■ **OBIETTIVO**: Quali sono tutti gli aggettivi con cui il blocco di testo definisce l'eroe della resistenza "sui generis" nella frase che annuncia il film al Meeting di Rimini?

■ **BLOCCO DI TESTO**:
━━━━

La verità vi farà liberi. La resistenza di Aldo Gastaldi “Bisagno”

Di Matteo Fanelli
17 Agosto 2015
Al Meeting di Rimini sarà proiettato il film sulla vicenda di un eroe della resistenza "sui generis": cristiano, italiano, partigiano
Aldo

bisagno

La Resistenza viene quasi unanimemente riconosciuta come l’origine della democrazia del nostro Paese. Eppure, della lotta di liberazione dei partigiani ci hanno raccontato forse un po’ troppo spesso parte della verità, facendola apparire come appannaggio di una specifica fazione politica.
Ma ci sono storie che nascono dalla Resistenza e che sono in grado di volare molto più in alto rispetto agli steccati ideologici. È questo il caso di “Bisagno”, nome di battaglia di Aldo Gastaldi, capo partigiano in Liguria e protagonista del film-documentario di Marco Gandolfo, che verrà proiettato al Meeting di Rimini il prossimo 24 agosto.

━━━━

■ **RECORD ELENCATI**:
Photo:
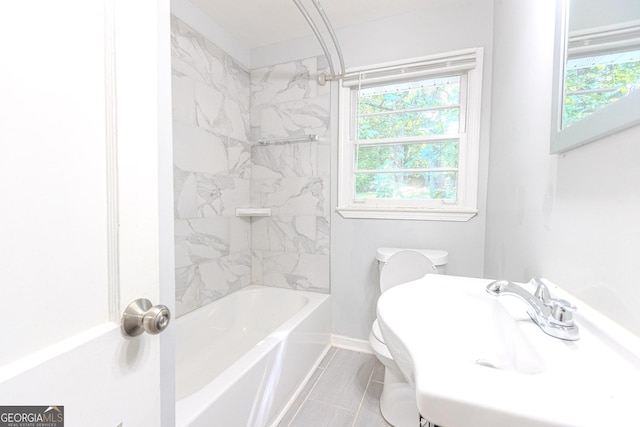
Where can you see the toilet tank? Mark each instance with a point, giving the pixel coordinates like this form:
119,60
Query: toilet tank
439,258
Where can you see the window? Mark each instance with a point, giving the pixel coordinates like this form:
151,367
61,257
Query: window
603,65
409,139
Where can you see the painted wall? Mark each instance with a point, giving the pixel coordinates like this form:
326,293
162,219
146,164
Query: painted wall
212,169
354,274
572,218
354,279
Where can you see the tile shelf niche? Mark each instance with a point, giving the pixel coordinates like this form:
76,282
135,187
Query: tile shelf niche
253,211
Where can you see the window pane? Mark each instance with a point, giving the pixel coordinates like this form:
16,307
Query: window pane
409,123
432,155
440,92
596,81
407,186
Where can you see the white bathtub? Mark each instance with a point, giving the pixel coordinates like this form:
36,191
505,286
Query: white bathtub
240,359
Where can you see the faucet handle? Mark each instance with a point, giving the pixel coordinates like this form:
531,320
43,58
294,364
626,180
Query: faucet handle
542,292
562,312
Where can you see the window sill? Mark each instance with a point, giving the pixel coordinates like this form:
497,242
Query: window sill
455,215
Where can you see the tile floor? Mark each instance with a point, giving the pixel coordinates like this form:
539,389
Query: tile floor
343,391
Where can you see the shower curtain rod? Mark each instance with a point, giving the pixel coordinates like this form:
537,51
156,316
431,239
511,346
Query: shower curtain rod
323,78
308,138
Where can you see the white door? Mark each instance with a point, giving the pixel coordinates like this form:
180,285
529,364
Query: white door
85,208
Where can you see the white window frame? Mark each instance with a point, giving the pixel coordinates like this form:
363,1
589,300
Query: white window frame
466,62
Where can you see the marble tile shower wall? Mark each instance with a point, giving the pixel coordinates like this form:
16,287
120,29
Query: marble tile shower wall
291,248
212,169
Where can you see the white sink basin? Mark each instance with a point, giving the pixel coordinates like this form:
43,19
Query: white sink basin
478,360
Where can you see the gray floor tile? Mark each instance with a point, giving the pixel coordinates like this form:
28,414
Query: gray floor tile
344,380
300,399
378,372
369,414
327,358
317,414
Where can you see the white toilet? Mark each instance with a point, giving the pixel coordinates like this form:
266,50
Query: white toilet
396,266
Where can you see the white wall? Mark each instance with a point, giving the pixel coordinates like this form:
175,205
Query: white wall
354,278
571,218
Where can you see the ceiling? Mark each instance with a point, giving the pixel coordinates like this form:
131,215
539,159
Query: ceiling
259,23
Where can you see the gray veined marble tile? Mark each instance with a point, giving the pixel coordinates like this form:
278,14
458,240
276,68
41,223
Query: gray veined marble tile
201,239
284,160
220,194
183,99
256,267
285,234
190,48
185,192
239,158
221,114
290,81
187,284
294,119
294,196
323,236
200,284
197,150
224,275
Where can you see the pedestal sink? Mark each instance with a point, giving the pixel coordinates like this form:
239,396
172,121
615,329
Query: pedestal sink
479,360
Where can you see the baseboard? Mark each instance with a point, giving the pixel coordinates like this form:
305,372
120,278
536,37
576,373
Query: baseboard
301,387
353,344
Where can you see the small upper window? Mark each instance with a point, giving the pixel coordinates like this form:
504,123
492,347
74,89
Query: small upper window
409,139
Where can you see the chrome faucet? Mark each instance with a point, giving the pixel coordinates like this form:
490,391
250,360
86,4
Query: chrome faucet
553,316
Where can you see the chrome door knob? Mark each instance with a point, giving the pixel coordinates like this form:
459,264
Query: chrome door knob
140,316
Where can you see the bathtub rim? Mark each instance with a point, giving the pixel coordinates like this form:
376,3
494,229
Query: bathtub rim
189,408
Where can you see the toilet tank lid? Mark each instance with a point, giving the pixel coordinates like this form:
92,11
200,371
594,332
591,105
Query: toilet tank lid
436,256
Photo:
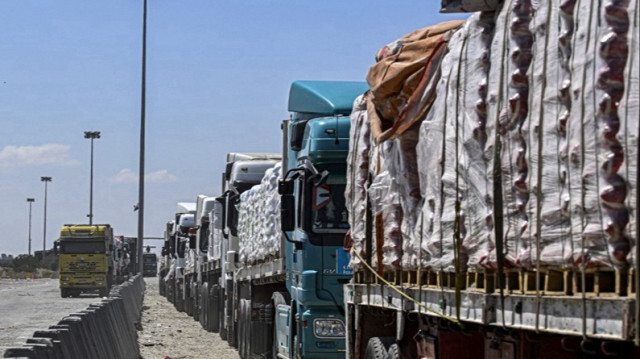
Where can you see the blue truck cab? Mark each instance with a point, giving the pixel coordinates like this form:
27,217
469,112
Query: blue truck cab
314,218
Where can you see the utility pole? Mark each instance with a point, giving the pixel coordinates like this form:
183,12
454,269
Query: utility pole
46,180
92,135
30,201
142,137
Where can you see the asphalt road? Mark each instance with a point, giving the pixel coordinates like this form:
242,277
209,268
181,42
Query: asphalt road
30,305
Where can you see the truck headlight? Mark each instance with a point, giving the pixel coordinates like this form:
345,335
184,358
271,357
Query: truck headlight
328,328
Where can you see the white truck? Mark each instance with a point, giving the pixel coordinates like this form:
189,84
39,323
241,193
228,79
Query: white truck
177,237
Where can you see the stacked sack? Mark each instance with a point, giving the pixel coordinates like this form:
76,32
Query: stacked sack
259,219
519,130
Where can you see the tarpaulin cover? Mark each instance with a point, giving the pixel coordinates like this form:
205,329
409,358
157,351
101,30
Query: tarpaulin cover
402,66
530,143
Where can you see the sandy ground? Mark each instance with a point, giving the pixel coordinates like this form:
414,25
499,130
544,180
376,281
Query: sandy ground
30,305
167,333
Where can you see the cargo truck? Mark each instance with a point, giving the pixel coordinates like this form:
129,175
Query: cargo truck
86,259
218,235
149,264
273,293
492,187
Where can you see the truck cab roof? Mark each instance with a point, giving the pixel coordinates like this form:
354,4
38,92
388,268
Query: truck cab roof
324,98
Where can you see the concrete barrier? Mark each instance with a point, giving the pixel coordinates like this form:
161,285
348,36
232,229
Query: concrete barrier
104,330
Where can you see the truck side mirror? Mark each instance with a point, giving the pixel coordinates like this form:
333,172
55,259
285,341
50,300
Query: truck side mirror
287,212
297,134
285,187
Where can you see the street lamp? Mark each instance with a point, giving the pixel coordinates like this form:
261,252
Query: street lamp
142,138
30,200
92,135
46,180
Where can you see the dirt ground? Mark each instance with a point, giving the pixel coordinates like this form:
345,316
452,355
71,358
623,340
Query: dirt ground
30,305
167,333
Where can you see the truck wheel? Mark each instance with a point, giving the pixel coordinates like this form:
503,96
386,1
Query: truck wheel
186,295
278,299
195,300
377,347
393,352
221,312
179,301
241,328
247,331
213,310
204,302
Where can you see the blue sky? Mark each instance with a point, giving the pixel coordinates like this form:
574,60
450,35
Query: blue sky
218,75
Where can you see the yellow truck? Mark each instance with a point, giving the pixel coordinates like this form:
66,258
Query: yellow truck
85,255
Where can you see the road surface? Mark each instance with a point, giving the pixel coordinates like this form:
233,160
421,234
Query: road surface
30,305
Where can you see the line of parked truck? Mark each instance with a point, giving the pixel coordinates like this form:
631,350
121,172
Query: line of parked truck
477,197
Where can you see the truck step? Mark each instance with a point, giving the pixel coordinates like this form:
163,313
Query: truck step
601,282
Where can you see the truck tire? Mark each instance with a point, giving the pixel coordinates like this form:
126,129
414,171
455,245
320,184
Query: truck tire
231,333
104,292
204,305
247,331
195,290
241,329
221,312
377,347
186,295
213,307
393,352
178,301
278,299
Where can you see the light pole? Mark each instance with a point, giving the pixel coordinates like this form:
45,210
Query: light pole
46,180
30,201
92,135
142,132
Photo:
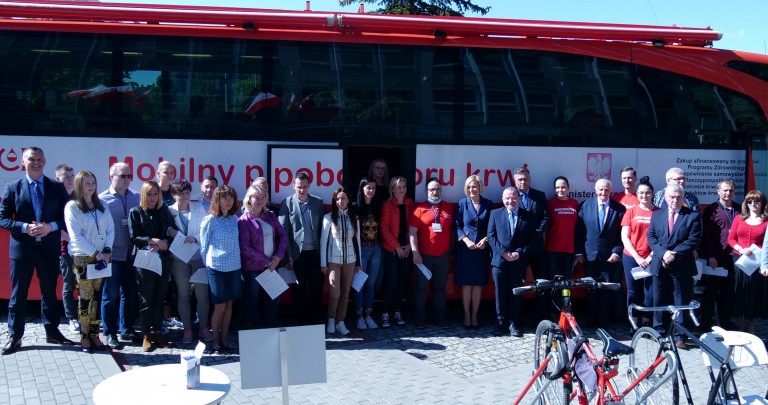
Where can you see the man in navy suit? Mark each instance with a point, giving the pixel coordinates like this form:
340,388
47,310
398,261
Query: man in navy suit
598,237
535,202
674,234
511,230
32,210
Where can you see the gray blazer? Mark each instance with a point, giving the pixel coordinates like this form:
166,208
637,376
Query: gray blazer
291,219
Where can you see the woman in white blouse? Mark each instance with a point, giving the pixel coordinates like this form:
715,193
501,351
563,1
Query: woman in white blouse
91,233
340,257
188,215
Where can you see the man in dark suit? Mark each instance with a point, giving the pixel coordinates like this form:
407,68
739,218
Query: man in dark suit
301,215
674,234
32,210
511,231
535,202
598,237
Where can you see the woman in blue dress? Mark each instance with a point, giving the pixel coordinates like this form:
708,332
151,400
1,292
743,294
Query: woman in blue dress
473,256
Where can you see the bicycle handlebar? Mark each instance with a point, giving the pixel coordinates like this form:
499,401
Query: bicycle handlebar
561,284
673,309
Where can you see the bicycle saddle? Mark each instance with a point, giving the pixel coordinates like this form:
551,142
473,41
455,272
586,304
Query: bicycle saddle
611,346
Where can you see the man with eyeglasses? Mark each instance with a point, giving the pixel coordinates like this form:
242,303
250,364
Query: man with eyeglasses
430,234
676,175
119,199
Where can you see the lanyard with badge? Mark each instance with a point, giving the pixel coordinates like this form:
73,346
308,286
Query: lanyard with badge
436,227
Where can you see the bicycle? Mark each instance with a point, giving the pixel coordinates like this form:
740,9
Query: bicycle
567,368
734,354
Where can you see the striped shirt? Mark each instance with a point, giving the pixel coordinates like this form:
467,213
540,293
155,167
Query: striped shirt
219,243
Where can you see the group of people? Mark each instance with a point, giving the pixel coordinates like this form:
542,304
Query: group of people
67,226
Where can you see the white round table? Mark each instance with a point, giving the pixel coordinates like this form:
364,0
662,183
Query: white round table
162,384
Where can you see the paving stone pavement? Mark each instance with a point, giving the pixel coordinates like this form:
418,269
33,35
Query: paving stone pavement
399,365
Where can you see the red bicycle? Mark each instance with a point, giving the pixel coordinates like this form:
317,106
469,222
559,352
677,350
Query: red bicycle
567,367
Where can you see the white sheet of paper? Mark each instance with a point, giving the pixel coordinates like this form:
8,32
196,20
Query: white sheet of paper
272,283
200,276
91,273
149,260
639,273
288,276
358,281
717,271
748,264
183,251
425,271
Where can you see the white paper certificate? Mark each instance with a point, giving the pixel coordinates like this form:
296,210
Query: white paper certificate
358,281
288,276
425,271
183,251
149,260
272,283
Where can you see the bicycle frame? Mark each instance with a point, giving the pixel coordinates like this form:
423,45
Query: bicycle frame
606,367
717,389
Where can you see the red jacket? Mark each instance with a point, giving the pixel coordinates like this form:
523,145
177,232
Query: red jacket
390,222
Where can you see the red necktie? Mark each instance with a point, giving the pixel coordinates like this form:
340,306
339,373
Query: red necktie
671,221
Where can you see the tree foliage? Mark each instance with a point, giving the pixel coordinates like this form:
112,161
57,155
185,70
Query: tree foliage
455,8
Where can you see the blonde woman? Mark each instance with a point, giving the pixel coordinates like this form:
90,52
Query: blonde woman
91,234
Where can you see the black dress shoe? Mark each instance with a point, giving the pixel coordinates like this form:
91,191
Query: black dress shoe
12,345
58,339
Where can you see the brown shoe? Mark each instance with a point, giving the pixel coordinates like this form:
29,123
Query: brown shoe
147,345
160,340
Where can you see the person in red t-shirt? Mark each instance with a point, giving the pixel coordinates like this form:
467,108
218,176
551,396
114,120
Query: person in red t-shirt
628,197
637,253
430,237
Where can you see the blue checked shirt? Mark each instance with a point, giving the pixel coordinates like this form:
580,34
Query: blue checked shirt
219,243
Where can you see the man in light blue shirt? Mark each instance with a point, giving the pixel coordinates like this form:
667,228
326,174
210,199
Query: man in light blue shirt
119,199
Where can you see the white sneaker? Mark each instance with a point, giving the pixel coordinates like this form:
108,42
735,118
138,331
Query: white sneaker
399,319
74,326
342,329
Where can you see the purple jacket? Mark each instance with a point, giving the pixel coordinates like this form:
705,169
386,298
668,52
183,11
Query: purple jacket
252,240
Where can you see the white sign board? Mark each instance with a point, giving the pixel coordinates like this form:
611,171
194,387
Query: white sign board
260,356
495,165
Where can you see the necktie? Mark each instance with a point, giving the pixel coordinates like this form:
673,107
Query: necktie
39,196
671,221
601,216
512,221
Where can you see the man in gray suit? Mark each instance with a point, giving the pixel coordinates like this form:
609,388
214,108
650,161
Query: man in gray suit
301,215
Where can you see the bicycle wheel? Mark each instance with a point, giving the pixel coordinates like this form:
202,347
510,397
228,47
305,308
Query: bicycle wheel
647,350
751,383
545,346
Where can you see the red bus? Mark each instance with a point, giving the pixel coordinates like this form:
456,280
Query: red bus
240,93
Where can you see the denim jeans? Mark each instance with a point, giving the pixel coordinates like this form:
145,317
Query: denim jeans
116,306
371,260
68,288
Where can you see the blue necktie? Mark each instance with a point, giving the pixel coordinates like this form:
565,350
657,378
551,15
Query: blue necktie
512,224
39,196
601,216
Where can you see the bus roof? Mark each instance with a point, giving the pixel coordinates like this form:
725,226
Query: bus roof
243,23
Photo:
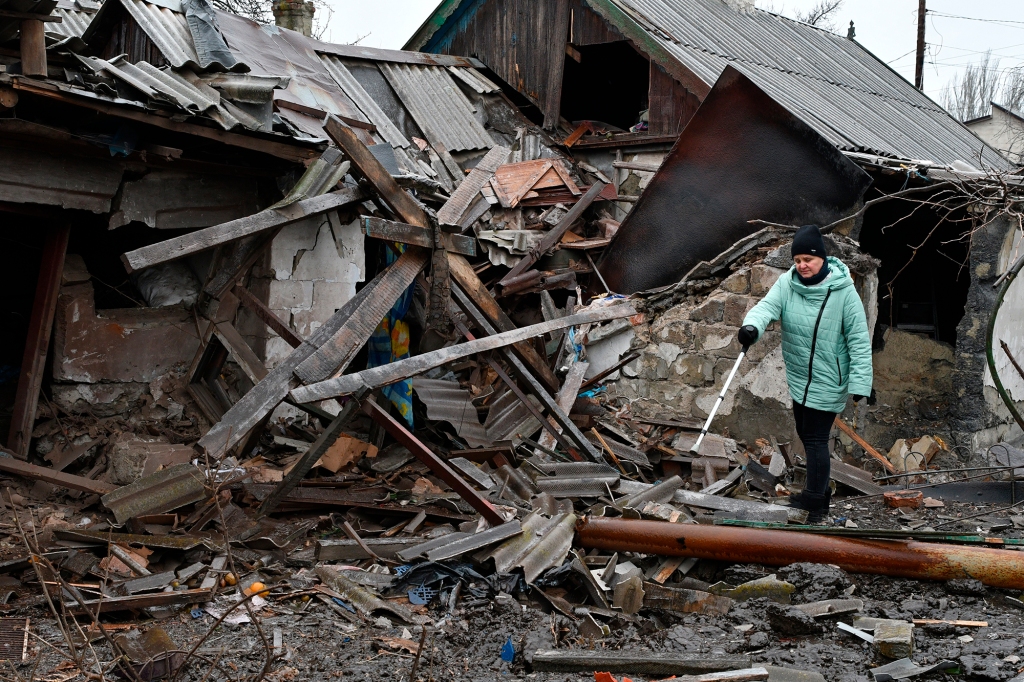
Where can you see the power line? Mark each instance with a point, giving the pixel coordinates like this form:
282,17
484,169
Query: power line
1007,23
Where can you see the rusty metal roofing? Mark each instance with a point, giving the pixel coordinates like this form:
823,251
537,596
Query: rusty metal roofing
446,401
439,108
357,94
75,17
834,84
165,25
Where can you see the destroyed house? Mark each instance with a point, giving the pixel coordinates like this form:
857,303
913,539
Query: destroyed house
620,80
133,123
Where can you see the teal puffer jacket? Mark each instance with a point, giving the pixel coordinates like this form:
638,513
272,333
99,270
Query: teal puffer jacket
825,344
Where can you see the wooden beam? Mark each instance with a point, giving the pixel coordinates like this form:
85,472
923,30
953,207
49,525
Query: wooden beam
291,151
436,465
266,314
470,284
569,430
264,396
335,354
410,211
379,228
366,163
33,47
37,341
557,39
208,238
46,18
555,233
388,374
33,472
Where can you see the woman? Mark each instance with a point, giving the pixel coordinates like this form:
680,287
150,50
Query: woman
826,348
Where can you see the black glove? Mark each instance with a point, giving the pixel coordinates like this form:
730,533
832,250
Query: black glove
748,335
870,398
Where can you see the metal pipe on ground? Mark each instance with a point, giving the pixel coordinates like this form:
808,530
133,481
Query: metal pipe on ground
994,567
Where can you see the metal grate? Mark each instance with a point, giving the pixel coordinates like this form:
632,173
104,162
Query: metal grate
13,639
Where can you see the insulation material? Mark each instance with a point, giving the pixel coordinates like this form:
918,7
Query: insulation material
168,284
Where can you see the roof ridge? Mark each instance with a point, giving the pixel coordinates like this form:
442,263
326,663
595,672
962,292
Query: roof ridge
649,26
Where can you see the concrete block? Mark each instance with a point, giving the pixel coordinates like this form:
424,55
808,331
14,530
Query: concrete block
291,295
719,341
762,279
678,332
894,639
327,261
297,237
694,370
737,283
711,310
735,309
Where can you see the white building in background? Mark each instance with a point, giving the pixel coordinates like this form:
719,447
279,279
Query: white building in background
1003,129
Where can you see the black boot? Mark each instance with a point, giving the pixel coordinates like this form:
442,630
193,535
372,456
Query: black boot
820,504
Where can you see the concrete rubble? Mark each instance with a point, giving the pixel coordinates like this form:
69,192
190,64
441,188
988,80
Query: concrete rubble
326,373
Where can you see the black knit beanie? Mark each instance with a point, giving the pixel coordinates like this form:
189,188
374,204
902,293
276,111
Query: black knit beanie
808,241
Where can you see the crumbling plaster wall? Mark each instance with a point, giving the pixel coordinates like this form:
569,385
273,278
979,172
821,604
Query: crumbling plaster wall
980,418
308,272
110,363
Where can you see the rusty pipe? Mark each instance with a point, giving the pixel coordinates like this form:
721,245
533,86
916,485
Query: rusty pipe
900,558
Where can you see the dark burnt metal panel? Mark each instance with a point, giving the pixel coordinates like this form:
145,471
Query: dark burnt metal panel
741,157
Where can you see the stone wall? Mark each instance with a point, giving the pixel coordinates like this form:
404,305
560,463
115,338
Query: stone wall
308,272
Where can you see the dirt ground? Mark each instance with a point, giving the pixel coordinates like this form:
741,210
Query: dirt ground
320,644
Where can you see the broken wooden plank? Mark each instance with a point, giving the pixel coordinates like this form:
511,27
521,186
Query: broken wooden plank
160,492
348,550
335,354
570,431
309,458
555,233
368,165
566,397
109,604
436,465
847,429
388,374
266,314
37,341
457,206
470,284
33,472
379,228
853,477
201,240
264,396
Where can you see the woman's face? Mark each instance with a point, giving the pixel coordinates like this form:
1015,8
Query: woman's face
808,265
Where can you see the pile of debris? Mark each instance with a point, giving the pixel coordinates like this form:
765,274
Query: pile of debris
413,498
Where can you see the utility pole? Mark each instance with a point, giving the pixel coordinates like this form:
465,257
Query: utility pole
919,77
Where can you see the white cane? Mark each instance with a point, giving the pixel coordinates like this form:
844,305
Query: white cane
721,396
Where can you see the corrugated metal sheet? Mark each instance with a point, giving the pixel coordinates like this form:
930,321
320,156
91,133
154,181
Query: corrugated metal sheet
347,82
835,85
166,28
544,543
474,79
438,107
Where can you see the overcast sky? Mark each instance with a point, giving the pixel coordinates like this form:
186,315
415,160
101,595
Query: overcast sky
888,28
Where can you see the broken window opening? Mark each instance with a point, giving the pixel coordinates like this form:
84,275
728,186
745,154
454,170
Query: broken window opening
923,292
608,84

━━━━

■ **RISULTATO**: cristiano, italiano, partigiano